■ PROBLEM DESCRIPTION ■
Lay out every line of the material below as a Markdown table with two columns, No. for the row number and Line for the line itself, and omit blank lines. Leave the pictures out of the table.

■ RECORDS FOR THE TASK ■
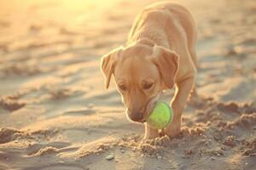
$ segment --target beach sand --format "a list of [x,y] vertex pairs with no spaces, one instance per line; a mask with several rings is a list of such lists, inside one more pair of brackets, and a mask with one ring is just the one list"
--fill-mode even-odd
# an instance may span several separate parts
[[255,2],[177,1],[198,23],[201,99],[178,137],[142,143],[99,68],[153,2],[1,1],[1,170],[256,169]]

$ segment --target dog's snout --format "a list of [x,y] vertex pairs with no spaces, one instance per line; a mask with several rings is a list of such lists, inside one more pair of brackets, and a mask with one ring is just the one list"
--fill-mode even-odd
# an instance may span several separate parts
[[134,122],[140,122],[143,119],[143,113],[131,112],[129,114],[129,118]]

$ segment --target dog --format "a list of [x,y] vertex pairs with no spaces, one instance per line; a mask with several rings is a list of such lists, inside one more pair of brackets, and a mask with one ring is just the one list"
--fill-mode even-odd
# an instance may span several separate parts
[[[106,88],[113,75],[127,117],[145,124],[144,139],[174,138],[180,133],[187,99],[192,91],[196,92],[196,22],[186,8],[156,3],[137,17],[126,46],[102,58]],[[174,87],[172,123],[164,129],[151,128],[146,122],[148,114],[162,91]]]

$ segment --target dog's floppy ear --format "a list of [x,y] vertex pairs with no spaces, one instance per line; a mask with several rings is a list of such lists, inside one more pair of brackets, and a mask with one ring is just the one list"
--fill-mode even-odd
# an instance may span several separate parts
[[153,63],[157,66],[165,84],[172,88],[174,80],[178,68],[177,54],[160,46],[154,46]]
[[102,58],[101,69],[105,76],[106,88],[109,87],[111,76],[113,72],[118,55],[121,50],[122,48],[115,48]]

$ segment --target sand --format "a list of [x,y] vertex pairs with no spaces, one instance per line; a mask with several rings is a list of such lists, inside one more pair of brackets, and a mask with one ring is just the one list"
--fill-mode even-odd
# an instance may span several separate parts
[[200,99],[179,136],[143,142],[99,64],[155,1],[54,2],[0,3],[1,170],[256,169],[253,0],[178,1],[198,22]]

■ EXERCISE RESULT ■
| No. | Line |
|---|---|
| 1 | $ segment --target beach sand --format "a list of [x,y] vertex pairs with no spaces, one instance per line; a mask with several rings is a list of such lists, inside one more pair of brackets, and a mask with one ring is just the one list" |
| 2 | --fill-mode even-odd |
| 3 | # an instance may span several separate parts |
| 4 | [[255,2],[177,1],[198,23],[201,99],[178,137],[142,143],[99,68],[153,2],[1,1],[1,170],[256,169]] |
| 5 | $ segment --target dog's snout --format "a list of [x,y] vertex pairs with no spaces, one instance per line; a mask with several rings is a list of such lists, inside one more pair of brackets, and a mask with one ring is just the one list" |
| 6 | --fill-mode even-odd |
| 7 | # an instance may span several separate parts |
| 8 | [[134,122],[140,122],[143,119],[143,113],[131,112],[129,114],[129,118]] |
| 9 | $ segment --target dog --format "a list of [x,y] vertex pairs with no spaces, one instance per line; a mask with several rings is a list of such lists, inside one more pair of brackets, and a mask with one ring is just the one list" |
| 10 | --fill-mode even-odd |
| 11 | # an instance may span several separate parts |
| 12 | [[[106,88],[113,75],[127,117],[145,124],[144,139],[174,138],[180,133],[187,99],[192,91],[196,92],[196,22],[186,8],[156,3],[137,17],[126,46],[102,58]],[[174,87],[172,123],[164,129],[151,128],[146,122],[148,114],[162,91]]] |
| 13 | $ segment --target dog's floppy ear --format "a list of [x,y] vertex pairs with no spaces, one instance per line; a mask with several rings is a list of such lists, inside one more pair of brackets, and a mask with one ring is just the one list" |
| 14 | --fill-mode even-odd |
| 15 | # an instance may span several separate parts |
| 16 | [[153,63],[157,66],[165,84],[172,88],[174,80],[178,68],[177,54],[160,46],[154,46]] |
| 17 | [[102,58],[101,69],[105,76],[106,88],[109,87],[111,76],[113,72],[118,55],[121,50],[122,48],[115,48]] |
| 18 | $ segment --target sand --format "a list of [x,y] vertex pairs with no spaces, one instance per line; a mask with several rings is a list of such lists, inside one more pair of brackets, and a mask with one ring is just the one list" |
| 19 | --fill-mode even-odd |
| 20 | # an instance may span several separate parts |
| 21 | [[200,99],[179,136],[143,142],[99,64],[155,1],[54,2],[0,3],[1,170],[256,169],[253,0],[178,1],[198,22]] |